Texto mostrado:

|---|

O Manuel Mulero como le conocen tantos que se paran con él en sus idas y venidas. Le clarean los ojos de una vista ya algo cansada cuando le paran para recordarle que este año, por mayo, coronan a su Virgen. Comienzo así, queridos lectores de este tramo de papel en confianza renovada, porque la edad crecida en torno al amor a nuestras hermandades me convence cada vez más de ir al centro de las cosas. Sobre todo en época -signos de los tiempos- de vorágine mediática que tantas veces nos dificulta pararnos en la medida verdadera. La más auténtica por verdadera y vivida. Cofrades como él serían capaces, les recordamos, de fundar una hermandad o de levantarla tantas veces caída. Son los humildes y sencillos de corazón de los cuales deberíamos recordar siempre sus desvelos y todos sus trabajos. Los que escriben el relato de amor más hermoso que custodia esta ciudad.

|---|

Datos proporcionados:
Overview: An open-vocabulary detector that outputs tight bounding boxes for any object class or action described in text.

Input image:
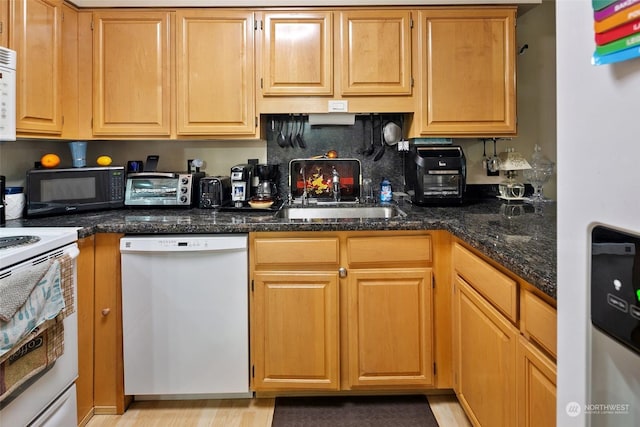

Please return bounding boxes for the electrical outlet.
[398,139,409,151]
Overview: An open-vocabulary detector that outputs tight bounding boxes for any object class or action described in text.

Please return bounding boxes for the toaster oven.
[124,172,204,207]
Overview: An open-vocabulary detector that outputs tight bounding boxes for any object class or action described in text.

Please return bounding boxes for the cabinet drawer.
[521,291,557,357]
[453,243,518,323]
[254,237,339,268]
[347,236,431,267]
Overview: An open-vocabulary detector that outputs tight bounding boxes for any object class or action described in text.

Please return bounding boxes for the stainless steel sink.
[276,205,406,219]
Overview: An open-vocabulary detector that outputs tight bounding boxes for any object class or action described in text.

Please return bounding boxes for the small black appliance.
[405,145,466,206]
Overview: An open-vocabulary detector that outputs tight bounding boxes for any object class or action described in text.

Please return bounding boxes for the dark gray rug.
[271,395,438,427]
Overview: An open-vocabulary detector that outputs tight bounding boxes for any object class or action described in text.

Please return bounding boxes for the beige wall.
[456,0,556,199]
[0,140,267,185]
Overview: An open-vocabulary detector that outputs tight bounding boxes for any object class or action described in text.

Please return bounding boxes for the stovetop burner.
[0,236,40,249]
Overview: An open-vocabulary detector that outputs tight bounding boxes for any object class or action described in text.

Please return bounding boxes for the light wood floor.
[86,395,471,427]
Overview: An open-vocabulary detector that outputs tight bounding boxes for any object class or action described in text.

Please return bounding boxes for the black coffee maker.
[253,164,280,200]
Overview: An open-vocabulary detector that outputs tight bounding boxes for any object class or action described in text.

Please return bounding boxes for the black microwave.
[25,166,125,217]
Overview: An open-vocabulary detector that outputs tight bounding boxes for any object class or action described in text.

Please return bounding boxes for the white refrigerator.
[556,0,640,427]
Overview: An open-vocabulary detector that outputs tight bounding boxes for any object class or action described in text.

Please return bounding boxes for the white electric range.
[0,227,79,427]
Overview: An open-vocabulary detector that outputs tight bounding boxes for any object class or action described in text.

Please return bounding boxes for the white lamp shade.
[498,148,531,171]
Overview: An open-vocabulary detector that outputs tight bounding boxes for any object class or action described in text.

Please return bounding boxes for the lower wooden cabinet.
[250,232,434,392]
[452,243,557,427]
[93,233,129,414]
[76,236,95,425]
[454,277,519,427]
[347,268,433,389]
[253,271,340,390]
[516,337,556,427]
[76,233,131,425]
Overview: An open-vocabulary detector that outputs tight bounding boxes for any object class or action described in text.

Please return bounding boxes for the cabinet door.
[93,11,171,136]
[9,0,62,135]
[93,233,128,414]
[76,236,95,425]
[340,10,411,95]
[252,271,340,391]
[517,337,556,427]
[176,10,256,135]
[261,11,333,96]
[454,276,518,427]
[418,8,516,136]
[347,268,433,388]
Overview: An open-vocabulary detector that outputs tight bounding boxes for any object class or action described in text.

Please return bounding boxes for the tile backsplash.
[266,114,409,201]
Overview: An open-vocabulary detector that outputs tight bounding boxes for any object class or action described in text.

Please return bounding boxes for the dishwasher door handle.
[120,234,248,254]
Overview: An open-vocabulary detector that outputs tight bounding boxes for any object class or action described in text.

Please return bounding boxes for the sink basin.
[276,206,406,219]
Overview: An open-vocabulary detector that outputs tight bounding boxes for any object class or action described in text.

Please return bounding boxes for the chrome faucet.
[331,168,340,202]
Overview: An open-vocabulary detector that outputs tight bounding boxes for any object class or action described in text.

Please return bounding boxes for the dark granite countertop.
[6,199,556,299]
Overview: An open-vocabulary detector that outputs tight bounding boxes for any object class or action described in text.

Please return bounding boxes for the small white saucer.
[496,196,526,202]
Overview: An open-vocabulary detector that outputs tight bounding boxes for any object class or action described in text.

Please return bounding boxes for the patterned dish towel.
[0,259,65,357]
[0,261,52,322]
[0,317,64,409]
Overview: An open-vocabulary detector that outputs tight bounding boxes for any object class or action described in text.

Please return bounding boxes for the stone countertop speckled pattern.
[6,199,556,299]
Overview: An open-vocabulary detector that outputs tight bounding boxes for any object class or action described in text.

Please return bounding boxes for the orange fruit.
[96,156,113,166]
[40,153,60,168]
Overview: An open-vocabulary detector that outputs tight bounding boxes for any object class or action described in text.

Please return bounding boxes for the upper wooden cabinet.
[93,10,172,137]
[257,9,414,114]
[411,7,516,136]
[9,0,63,136]
[176,9,256,135]
[261,11,333,96]
[340,10,412,96]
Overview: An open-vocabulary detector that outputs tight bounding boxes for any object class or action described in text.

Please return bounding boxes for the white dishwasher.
[120,234,252,400]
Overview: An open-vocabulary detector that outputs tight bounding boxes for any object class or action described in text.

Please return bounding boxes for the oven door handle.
[127,172,177,178]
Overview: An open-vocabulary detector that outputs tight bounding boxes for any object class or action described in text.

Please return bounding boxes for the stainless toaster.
[198,176,231,209]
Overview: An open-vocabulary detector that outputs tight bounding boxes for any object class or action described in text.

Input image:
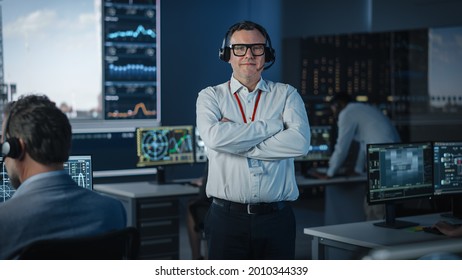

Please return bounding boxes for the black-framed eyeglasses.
[229,44,266,56]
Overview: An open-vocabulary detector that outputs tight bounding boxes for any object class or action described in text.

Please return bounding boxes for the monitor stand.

|---|

Tarea a realizar:
Según el texto sobre Manuel Mulero, ¿en qué mes de este año coronan a su Virgen? Las filas no guardan ninguna relación con el texto.

Solución:
En mayo.